## AUFGABE UND ANFORDERUNGEN
Benenne in allen Einträgen „target“ in „object“ um und gib die Zeilen sonst unverändert wieder. Lass die Bilder in der Antwort weg.

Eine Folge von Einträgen
- - -

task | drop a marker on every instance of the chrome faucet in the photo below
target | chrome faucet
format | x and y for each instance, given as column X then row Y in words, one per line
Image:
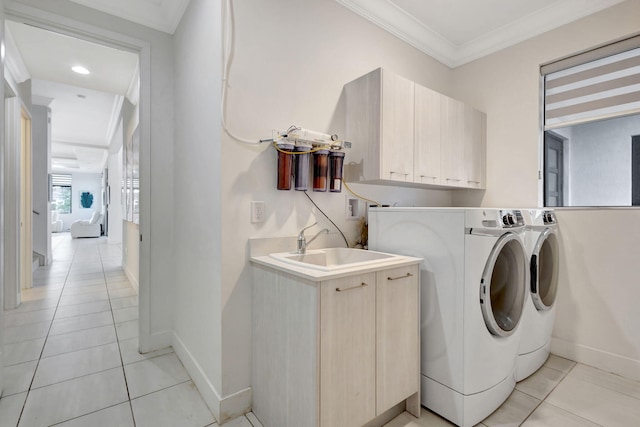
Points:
column 302, row 241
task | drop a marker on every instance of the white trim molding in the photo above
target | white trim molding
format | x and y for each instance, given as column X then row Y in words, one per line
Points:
column 224, row 408
column 609, row 362
column 387, row 15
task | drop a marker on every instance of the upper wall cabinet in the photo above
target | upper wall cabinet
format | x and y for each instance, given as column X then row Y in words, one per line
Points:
column 404, row 132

- - -

## SCHRIFTLICHE LÖSUNG
task | drop a marker on every instance of the chrome faucet in the photo below
object | chrome faucet
format | x and y for each instance, given as column X then row Y in words, one per line
Image:
Points:
column 302, row 241
task | drop a marker on every instance of the white trim molding in the photo above
object | white trim molding
format | x and y for each instance, given as column X then row Y in words, one per line
Points:
column 224, row 408
column 609, row 362
column 387, row 15
task | drop a marker on every instance of the upper wall cabinet in the photo above
object | upper wall cabinet
format | x and y for each instance, given as column X then row Y in words, one per line
Points:
column 404, row 132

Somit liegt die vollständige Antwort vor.